• **YOUR TASK**: Count the lines among the items below that contain the word "small", and give only that number.

——————

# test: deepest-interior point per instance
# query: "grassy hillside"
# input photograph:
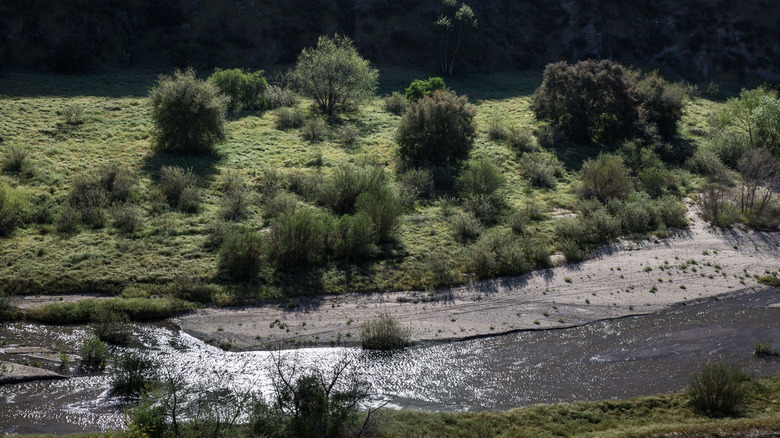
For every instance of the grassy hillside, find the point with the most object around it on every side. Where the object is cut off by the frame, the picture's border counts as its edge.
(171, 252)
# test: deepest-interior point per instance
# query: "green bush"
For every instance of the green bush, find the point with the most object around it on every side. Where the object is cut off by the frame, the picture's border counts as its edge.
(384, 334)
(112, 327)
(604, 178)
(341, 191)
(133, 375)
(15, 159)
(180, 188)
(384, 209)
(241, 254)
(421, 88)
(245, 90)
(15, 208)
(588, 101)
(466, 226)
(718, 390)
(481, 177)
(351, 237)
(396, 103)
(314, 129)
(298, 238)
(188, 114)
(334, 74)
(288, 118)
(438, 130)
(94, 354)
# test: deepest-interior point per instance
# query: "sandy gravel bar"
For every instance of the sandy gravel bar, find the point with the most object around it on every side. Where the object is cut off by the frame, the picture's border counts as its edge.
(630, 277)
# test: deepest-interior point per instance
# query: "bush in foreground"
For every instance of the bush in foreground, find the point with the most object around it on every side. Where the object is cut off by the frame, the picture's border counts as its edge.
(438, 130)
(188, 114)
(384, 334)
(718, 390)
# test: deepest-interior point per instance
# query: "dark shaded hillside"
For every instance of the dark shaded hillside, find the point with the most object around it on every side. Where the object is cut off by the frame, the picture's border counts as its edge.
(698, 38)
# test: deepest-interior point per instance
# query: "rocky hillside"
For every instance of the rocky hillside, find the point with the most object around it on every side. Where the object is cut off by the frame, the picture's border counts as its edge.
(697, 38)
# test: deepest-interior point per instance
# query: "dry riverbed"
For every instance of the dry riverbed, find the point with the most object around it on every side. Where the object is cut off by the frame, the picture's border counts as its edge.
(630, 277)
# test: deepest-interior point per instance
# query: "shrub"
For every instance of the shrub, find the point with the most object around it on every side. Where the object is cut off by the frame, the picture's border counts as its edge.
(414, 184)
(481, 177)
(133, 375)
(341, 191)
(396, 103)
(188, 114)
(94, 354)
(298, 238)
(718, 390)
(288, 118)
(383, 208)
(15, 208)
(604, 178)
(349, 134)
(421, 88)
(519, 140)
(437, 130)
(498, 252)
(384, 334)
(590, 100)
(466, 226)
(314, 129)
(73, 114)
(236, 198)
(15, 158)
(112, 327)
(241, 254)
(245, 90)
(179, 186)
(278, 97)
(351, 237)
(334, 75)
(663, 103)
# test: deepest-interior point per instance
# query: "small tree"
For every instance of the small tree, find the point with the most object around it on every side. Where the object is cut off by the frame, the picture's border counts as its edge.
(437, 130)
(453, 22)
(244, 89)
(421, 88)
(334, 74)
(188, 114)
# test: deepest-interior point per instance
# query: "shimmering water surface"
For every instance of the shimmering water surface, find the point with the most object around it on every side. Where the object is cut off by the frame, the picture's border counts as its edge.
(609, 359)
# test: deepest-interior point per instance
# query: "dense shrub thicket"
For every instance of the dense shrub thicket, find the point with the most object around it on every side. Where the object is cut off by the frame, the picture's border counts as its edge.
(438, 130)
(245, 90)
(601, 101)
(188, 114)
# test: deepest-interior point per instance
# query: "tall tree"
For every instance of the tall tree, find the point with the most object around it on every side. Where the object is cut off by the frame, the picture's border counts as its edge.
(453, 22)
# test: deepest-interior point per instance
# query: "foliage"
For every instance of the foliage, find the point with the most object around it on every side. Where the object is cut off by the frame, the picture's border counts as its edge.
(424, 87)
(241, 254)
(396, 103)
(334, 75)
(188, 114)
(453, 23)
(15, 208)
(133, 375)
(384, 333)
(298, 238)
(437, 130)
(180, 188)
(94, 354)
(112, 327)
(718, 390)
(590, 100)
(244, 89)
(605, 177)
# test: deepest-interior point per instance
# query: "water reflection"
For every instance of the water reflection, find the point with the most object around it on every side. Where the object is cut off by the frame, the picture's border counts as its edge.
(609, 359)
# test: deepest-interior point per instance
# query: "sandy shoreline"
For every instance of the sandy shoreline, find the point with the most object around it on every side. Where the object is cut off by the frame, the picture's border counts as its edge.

——————

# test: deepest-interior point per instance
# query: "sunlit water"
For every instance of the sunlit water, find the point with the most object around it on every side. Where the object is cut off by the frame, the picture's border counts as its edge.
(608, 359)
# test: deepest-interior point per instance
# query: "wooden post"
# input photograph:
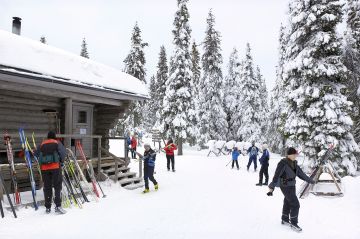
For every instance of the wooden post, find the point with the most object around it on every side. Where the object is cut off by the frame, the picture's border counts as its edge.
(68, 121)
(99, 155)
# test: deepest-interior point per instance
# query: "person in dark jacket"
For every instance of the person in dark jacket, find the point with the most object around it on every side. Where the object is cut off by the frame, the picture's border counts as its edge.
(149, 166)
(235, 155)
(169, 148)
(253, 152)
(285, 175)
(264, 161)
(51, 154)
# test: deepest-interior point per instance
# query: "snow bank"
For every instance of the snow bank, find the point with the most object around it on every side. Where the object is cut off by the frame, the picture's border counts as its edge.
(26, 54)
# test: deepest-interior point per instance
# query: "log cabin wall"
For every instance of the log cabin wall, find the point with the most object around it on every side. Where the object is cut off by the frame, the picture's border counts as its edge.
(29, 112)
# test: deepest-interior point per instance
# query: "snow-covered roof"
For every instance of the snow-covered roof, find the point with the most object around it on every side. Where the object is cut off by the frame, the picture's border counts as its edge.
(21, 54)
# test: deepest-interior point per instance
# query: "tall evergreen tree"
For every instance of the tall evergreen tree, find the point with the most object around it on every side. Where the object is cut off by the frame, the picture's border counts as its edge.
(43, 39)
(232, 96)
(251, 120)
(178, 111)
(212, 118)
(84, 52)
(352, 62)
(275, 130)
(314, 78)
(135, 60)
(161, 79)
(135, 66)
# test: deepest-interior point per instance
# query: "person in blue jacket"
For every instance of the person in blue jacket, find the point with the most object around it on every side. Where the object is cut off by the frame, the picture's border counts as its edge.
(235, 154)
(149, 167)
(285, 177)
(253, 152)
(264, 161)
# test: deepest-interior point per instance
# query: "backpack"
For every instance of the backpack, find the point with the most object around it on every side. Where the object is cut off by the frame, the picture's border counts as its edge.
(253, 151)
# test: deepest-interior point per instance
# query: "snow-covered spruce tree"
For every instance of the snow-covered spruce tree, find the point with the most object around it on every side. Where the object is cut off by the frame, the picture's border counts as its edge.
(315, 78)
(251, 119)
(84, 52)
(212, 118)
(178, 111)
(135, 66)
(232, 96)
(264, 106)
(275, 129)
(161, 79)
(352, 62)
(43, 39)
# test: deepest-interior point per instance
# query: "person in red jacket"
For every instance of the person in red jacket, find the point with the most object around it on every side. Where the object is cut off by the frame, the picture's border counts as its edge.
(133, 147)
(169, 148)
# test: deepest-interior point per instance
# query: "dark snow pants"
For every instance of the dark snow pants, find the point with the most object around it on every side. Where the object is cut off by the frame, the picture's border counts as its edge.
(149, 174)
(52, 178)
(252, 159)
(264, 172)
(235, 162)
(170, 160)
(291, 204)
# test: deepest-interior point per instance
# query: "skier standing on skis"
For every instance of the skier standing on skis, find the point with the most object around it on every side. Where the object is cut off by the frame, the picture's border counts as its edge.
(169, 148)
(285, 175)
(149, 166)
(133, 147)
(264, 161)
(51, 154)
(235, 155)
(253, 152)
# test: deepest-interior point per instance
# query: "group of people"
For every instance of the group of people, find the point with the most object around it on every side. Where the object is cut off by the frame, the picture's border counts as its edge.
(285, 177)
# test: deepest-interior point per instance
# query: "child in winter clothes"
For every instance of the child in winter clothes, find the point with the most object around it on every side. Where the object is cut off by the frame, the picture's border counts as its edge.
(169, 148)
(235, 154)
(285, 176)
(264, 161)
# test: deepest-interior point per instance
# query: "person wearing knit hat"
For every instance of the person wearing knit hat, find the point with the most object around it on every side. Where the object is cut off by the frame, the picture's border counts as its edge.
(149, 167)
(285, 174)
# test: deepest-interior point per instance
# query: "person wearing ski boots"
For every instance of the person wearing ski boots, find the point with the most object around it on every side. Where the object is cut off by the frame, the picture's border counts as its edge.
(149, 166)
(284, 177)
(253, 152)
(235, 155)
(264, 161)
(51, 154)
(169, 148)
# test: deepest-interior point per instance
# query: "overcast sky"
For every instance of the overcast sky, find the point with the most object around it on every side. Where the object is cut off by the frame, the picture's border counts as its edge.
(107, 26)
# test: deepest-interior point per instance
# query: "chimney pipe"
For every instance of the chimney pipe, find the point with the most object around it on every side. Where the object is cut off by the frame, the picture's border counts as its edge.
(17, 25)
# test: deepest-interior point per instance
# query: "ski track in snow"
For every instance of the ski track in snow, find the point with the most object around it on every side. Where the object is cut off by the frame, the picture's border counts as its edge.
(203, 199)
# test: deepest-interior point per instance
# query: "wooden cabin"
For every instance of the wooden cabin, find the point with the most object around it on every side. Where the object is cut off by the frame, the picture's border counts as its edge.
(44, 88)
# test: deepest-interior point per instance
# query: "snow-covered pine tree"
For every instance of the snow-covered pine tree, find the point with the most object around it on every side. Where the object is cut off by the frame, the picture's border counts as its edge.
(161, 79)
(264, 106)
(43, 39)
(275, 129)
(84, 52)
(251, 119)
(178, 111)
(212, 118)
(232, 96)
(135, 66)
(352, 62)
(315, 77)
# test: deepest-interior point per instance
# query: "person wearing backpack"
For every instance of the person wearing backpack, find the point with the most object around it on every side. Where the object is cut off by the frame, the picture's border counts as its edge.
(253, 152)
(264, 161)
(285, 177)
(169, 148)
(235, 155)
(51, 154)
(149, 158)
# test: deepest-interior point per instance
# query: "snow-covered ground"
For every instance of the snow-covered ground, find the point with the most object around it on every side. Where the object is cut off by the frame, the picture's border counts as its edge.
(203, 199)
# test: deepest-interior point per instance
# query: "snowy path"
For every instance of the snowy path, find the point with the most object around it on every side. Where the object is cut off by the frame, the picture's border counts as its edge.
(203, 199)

——————

• **SOLVED EXERCISE**: 2